§ ZU BEARBEITENDE AUFGABEN:
• A. Wandle die Zeilen der Auflistung in eine Markdown-Tabelle mit den Spalten „Nr“ (fortlaufende Zeilennummer) und „Zeileninhalt“ um, beginnend mit der Zeile mit "sky in this" und fortlaufend bis einschließlich der Zeile mit "<point>283,245</point>". Leerzeilen entfallen.
• B. Führe den Text über das Digitalisieren von Negativen im Anschluss an seinen letzten Satz fort.

§ TEXTAUSZUG:

Das pdf-Format bietet jedoch außerbuchliche Möglichkeiten wie Navigationsstrukturen jenseits eines Inhaltsverzeichnisses oder eigebettete Töne, die es auszuloten gilt. Gordon McGregor hat auf seinem blog »PhotoExpressions« einen Text des Lenswork-Herausgebers Brooks Jensen veröffentlicht, in welchem dieser entsprechende Gedanken zum Foto-pdf formuliert. 6
Schöne Ideen; jetzt muss man nur noch was draus machen – in nur 30 Tagen. Aber der Vorteil des Termins ist ja gerade, dass dann das fertig ist, was eben fertig ist. Und wenn es nur die Vorstudie zu etwas besserem ist. Oder im übertragenen Sinne: There’s nothing like standing somewhere and actually taking pictures for ending the theorising. 7
3. Digitalisieren
Während mein fünfter sofobomo-Film trocknet, habe ich mir Gedanken darüber gemacht, wie ich die Negative digitalisieren werde. Da ich keinen Dienstleister beauftragen möchte, habe ich drei Möglichkeiten:
- Negative vergrößern und die Abzüge scannen,
- Negative auf dem Flachbettscanner scannen und
- Negative mit der Digitalkamera von der Leuchtplatte abfotografieren.
Option eins entfällt für mich, da es mir zu aufwendig ist, die Negative nur für das Scannen zu vergrößern; zumal diese dann maximal A4 groß sein dürften.

§ BEREITGESTELLTE DATEN:
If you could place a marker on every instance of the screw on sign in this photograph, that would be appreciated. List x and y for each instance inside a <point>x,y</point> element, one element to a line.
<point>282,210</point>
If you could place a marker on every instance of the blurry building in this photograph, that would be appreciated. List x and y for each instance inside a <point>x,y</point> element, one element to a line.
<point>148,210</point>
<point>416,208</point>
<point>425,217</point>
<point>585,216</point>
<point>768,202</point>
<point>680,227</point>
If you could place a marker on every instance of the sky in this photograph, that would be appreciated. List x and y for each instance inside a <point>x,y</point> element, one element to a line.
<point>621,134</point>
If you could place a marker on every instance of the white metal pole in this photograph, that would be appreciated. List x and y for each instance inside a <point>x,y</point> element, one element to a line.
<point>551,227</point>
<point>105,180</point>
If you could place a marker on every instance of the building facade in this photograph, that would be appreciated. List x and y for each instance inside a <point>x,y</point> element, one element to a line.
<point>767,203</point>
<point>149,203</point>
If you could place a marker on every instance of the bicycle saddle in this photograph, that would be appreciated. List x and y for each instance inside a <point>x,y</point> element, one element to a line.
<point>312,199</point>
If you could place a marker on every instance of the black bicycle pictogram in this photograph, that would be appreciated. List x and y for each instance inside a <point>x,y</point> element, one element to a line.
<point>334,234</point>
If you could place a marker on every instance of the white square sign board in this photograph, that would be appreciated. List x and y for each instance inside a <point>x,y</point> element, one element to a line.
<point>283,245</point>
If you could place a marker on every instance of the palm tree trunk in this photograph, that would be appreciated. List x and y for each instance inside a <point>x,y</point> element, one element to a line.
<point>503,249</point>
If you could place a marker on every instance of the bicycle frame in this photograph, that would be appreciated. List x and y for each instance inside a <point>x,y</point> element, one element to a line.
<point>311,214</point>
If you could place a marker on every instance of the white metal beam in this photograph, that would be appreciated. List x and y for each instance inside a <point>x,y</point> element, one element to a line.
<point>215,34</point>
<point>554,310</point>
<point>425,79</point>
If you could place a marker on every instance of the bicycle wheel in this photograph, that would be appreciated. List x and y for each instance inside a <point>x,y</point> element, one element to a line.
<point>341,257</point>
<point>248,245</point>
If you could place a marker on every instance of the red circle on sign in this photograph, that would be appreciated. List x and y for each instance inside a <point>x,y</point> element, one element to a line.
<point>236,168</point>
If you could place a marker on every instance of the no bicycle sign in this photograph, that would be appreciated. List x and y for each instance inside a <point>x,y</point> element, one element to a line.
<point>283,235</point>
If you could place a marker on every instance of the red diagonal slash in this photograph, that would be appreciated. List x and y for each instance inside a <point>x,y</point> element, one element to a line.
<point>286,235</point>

§ ERGEBNISSE:
• A.
| Nr | Zeileninhalt |
|---|---|
| 1 | If you could place a marker on every instance of the sky in this photograph, that would be appreciated. List x and y for each instance inside a <point>x,y</point> element, one element to a line. |
| 2 | <point>621,134</point> |
| 3 | If you could place a marker on every instance of the white metal pole in this photograph, that would be appreciated. List x and y for each instance inside a <point>x,y</point> element, one element to a line. |
| 4 | <point>551,227</point> |
| 5 | <point>105,180</point> |
| 6 | If you could place a marker on every instance of the building facade in this photograph, that would be appreciated. List x and y for each instance inside a <point>x,y</point> element, one element to a line. |
| 7 | <point>767,203</point> |
| 8 | <point>149,203</point> |
| 9 | If you could place a marker on every instance of the bicycle saddle in this photograph, that would be appreciated. List x and y for each instance inside a <point>x,y</point> element, one element to a line. |
| 10 | <point>312,199</point> |
| 11 | If you could place a marker on every instance of the black bicycle pictogram in this photograph, that would be appreciated. List x and y for each instance inside a <point>x,y</point> element, one element to a line. |
| 12 | <point>334,234</point> |
| 13 | If you could place a marker on every instance of the white square sign board in this photograph, that would be appreciated. List x and y for each instance inside a <point>x,y</point> element, one element to a line. |
| 14 | <point>283,245</point> |

• B.
Die beiden anderen Möglichkeiten sind praktikabel – mit vergleichbaren Bildergebnissen:
Ausschnitt, ungeschärft: Negativscan, Epson V750, VueScan
Ausschnitt, ungeschärft: Negativ auf Leuchtplatte abfotografiert, Nikon D70, Micro-Nikkor 2.8/55 mm
Die mit der D70 angefertigten Repros haben mit netto etwa 1700 × 1700 Pixeln eine geringere Auflösung als die Scans vom V750; für mein sofobomo-pdf reicht das jedoch.
Da das Abfotografieren deutlich schneller geht als das Scannen, werde ich meine sofobomo-Negative auf diese Art digitalisieren.
Abschied – mein sofobomo-Beitrag 2009
Obwohl die Veranstaltung Solo Photo Book Month heißt, ist das Ziel doch eine pdf-Datei und mithin kein Buch. Letztes Jahr habe ich mit Uferzonen dennoch ein Buch gestaltet und dieses als pdf-Datei veröffentlicht. 8
Das aktuelle Werk Abschied habe ich dagegen konsequent als pdf-Datei angelegt – inkl. Navigationselementen und Links ins Web. Mein ursprüngliches Konzept habe ich jedoch verworfen und das Projekt komplett neu aufgesetzt.
Download: 📂 Martin Frech: Abschied (2009)
Dieses Projekt habe ich später zu meiner Arbeit Abschied weiterentwickelt.
— sofobomo 2009 | fertig (26.06.2009)
— sofobomo 2009 | Digitalisieren (12.06.2009)
— sofobomo 2009 | Kontakte 3 und 4 (05.06.2009)
— sofobomo 2009 | Photo-pdf statt Photobuch (01.06.2009)
— sofobomo 2009 | Projektstart, erste Kontakte (31.05.2009)
— sofobomo 2009 | ORWO NP 20 (15.05.2009)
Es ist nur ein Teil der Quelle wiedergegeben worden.